START DATA FOR THIS EXERCISE
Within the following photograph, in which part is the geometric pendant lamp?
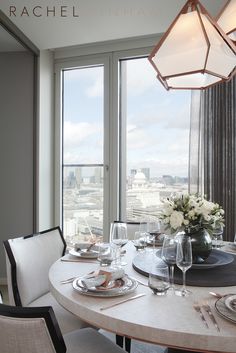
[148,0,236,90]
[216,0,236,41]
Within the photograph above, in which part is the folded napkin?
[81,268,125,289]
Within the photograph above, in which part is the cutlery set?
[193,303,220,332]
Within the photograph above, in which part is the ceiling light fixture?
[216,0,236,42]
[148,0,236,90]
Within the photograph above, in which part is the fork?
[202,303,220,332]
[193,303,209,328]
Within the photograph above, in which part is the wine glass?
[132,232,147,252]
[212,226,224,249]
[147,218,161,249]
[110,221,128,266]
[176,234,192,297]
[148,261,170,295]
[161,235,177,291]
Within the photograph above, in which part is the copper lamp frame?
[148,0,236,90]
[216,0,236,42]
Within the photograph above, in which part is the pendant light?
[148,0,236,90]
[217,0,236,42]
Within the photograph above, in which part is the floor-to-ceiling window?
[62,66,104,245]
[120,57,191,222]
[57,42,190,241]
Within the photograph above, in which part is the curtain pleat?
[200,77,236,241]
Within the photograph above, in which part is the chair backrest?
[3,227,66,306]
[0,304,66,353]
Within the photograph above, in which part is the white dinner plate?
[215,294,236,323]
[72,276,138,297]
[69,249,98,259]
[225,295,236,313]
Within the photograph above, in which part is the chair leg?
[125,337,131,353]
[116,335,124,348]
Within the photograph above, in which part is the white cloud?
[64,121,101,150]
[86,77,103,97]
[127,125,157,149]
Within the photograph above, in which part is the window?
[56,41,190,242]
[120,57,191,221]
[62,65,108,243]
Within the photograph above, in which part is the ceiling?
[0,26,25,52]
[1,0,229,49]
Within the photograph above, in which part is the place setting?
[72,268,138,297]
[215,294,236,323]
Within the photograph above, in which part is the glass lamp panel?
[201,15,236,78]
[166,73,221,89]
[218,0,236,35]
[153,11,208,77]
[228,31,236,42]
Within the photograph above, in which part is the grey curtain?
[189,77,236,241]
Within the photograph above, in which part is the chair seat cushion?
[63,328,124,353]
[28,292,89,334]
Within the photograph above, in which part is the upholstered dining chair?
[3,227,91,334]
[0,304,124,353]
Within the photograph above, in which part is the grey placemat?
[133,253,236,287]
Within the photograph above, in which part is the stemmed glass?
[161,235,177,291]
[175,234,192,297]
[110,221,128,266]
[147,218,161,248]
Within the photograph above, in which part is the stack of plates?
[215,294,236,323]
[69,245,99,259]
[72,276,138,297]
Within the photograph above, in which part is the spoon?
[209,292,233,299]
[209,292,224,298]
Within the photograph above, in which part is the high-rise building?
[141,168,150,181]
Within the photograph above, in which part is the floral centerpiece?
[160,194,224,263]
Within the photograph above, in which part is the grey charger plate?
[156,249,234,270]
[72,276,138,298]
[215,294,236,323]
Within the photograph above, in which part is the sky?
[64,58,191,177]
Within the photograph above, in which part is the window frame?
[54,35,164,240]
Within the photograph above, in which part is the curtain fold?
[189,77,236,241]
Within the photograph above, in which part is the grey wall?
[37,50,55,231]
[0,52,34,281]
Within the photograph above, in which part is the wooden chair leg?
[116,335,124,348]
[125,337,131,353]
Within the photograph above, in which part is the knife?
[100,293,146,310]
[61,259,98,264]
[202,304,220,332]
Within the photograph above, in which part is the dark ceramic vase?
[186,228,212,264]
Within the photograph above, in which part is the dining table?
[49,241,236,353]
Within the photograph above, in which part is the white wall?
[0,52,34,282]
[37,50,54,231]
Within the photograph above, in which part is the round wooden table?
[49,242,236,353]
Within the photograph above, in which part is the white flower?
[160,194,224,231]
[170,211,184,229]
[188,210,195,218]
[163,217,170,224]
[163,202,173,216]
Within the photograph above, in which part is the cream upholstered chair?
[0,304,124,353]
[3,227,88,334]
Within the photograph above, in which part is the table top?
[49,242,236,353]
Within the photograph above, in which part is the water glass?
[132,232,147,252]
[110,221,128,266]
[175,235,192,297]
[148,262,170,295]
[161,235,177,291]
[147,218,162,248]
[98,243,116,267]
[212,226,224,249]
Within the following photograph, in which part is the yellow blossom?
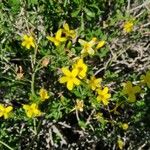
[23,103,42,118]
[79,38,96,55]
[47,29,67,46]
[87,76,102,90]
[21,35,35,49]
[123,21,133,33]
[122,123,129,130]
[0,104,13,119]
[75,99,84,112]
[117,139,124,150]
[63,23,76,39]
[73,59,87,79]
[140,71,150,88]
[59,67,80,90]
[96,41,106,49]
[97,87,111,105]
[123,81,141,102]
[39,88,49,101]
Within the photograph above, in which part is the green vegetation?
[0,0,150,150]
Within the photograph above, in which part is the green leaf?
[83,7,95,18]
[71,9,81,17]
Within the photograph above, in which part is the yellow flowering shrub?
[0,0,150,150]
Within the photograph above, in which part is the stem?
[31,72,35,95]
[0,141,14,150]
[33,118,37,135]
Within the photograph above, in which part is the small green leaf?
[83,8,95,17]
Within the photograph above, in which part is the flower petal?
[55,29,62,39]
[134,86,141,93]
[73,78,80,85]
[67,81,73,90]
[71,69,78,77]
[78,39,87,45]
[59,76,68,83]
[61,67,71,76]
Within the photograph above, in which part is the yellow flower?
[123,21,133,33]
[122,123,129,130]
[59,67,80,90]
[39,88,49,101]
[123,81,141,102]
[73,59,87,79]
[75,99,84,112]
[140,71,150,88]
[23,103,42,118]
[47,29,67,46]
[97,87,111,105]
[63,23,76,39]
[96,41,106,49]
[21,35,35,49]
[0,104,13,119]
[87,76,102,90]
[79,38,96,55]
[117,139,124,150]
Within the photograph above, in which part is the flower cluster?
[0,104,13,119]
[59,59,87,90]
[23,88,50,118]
END DATA FOR THIS EXERCISE
* _WHAT NEEDS TO BE DONE_
Reproduce the data above with every "photograph" replaced by "image" and everything else left unchanged. Leave the pictures out of your answer.

* _WRITTEN ANSWER_
Within the following image, in which part is the geometric pendant lamp?
[148,0,236,90]
[216,0,236,41]
Within the image above, in which part is the folded napkin?
[81,268,125,289]
Within the image above, in which part is the cutlery set?
[193,303,220,332]
Within the image above, in which part is the ceiling light fixture?
[216,0,236,42]
[148,0,236,90]
Within the image above, in which part is the fork?
[202,303,220,332]
[193,303,209,328]
Within the image above, in which part is the wine glass?
[132,232,147,252]
[212,226,224,249]
[147,218,161,249]
[110,221,128,266]
[176,234,192,297]
[148,261,170,295]
[161,235,177,291]
Within the image above, in which part is the copper lamp frame?
[148,0,236,90]
[216,0,236,42]
Within the image above, in which part is the pendant light?
[148,0,236,90]
[217,0,236,42]
Within the image above, in which part is the floor-to-ceiling window?
[62,66,104,245]
[120,57,191,222]
[57,42,190,241]
Within the image above, in which part is the curtain pleat?
[200,77,236,241]
Within the image above, in which part is the chair backrest?
[3,227,66,306]
[0,304,66,353]
Within the image above, in which part is the white dinner plate?
[215,294,236,323]
[72,276,138,297]
[69,249,98,259]
[225,295,236,313]
Within the image above, in which part is the chair leg?
[125,337,131,353]
[116,335,124,348]
Within the image above, in which part is the white cloud?
[64,121,101,150]
[86,77,103,97]
[127,125,157,149]
Within the image above, in which part is the window?
[56,41,190,242]
[120,57,191,221]
[62,65,108,243]
Within the image above, in which part is the ceiling?
[0,26,25,52]
[1,0,229,49]
Within the image above, in which part is the place setting?
[72,268,138,297]
[215,294,236,323]
Within the image above, in which part is the glass lamp panel?
[201,15,236,78]
[166,73,221,89]
[218,0,236,35]
[153,11,208,77]
[228,31,236,42]
Within the image above, in which part is the grey curtain?
[189,77,236,241]
Within the image above, in which part is the chair seat cushion?
[63,328,124,353]
[28,292,89,334]
Within the image above, in which part is the upholstered dining chair?
[3,227,91,334]
[0,304,124,353]
Within the image above, in which part is the grey placemat?
[133,253,236,287]
Within the image above, in which part is the stemmed glass?
[161,235,177,291]
[175,234,192,297]
[110,221,128,266]
[147,218,161,248]
Within the image above, in which part is the stack of plates?
[215,294,236,323]
[69,245,99,259]
[72,276,138,297]
Within the image above, in which part is the spoon?
[209,292,233,299]
[209,292,224,298]
Within the image above, in which part is the high-rise building?
[141,168,150,181]
Within the image above, in which part is the floral centerpiece?
[160,194,224,263]
Within the image above, in which part is the grey charger plate?
[156,249,234,270]
[72,276,138,298]
[215,294,236,323]
Within the image above, in which part is the sky?
[64,58,191,177]
Within the image above, in which part is the window frame?
[54,35,164,240]
Within the image above, in which part is the curtain fold?
[189,77,236,241]
Within the image above, in which part is the grey wall?
[37,50,55,231]
[0,52,34,281]
Within the image above, in which part is the wooden chair leg?
[116,335,124,348]
[125,337,131,353]
Within the image above, in which part is the knife?
[100,293,146,310]
[61,259,98,264]
[202,304,220,332]
Within the image above, in which part is the dark ceramic vase?
[186,228,212,264]
Within the image above, in which part is the dining table?
[49,241,236,353]
Within the image above, in which part is the white wall?
[0,52,34,282]
[37,50,54,231]
Within the image above, in which part is the round wooden table?
[49,242,236,353]
Within the image above, in which part is the white flower?
[160,194,224,231]
[170,211,184,229]
[188,210,195,218]
[163,217,170,224]
[163,202,173,216]
Within the image above, in which part is the cream upholstered chair?
[0,304,124,353]
[3,227,88,334]
Within the image above, in which part is the table top?
[49,242,236,353]
Within the image above, in which part is the water glass?
[132,232,147,252]
[110,221,128,266]
[175,235,192,297]
[148,262,170,295]
[161,235,177,291]
[147,218,162,248]
[98,243,116,267]
[212,226,224,249]
Within the following image, in which part is the yellow blossom?
[23,103,42,118]
[79,38,96,55]
[47,29,67,46]
[87,76,102,90]
[21,35,35,49]
[123,21,133,33]
[122,123,129,130]
[0,104,13,119]
[75,99,84,112]
[117,139,124,150]
[63,23,76,39]
[73,59,87,79]
[140,71,150,88]
[59,67,80,90]
[96,41,106,49]
[97,87,111,105]
[123,81,141,102]
[39,88,49,101]
Within the image above, in which part is the green vegetation?
[0,0,150,150]
Within the image above, in which part is the green leaf?
[83,7,95,18]
[71,9,81,17]
Within the image above, in which part is the yellow flowering shrub?
[0,0,150,150]
Within the image above, in which part is the stem?
[31,72,35,95]
[0,141,14,150]
[33,118,37,135]
Within the image above, in which part is the small green leaf?
[83,8,95,17]
Within the image above, in which part is the flower petal?
[55,29,62,39]
[134,86,141,93]
[73,78,80,85]
[67,81,73,90]
[71,69,78,77]
[78,39,87,45]
[59,76,68,83]
[61,67,71,76]
Within the image above, in which part is the yellow flower?
[123,21,133,33]
[122,123,129,130]
[59,67,80,90]
[39,88,49,101]
[123,81,141,102]
[73,59,87,79]
[75,99,84,112]
[140,71,150,88]
[23,103,42,118]
[47,29,67,46]
[97,87,111,105]
[63,23,76,39]
[96,41,106,49]
[21,35,35,49]
[0,104,13,119]
[87,76,102,90]
[79,38,96,55]
[117,139,124,150]
Within the image above, in which part is the flower cluster?
[0,104,13,119]
[59,59,87,90]
[23,88,50,118]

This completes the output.